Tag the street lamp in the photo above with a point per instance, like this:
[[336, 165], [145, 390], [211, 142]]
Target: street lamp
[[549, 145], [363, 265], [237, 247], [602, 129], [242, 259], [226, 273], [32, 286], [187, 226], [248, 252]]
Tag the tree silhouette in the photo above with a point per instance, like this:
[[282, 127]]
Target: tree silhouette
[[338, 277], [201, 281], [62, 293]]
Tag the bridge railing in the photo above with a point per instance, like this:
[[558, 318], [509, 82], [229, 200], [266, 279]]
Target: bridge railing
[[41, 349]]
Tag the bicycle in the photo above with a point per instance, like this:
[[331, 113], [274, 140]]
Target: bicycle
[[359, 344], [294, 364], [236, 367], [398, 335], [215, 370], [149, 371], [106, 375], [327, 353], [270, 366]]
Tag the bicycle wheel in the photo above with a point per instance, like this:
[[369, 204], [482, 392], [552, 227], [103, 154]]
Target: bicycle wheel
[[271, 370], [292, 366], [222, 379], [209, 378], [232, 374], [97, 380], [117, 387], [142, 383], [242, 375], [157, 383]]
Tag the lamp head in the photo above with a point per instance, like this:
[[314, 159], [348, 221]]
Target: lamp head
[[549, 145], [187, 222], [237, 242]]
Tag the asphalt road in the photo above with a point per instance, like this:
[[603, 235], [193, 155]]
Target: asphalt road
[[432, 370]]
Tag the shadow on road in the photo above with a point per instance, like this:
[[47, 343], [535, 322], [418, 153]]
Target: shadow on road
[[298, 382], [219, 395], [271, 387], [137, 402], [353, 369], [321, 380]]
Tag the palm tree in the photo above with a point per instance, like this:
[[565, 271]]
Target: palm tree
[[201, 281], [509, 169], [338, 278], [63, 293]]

**EXERCISE AIM:** Print the first line of the records above and each line after it, exactly, through the line with "[[282, 127]]".

**RESULT OF THE TASK:**
Tag the street lamp in the photo above with a point per instance, like this:
[[336, 165], [145, 390], [211, 142]]
Target: street lamp
[[549, 145], [363, 265], [237, 247], [602, 129], [242, 259], [226, 273], [32, 286], [187, 226], [248, 252]]
Tag the tree silhouette in the photo above with a point per instance, like this:
[[282, 127]]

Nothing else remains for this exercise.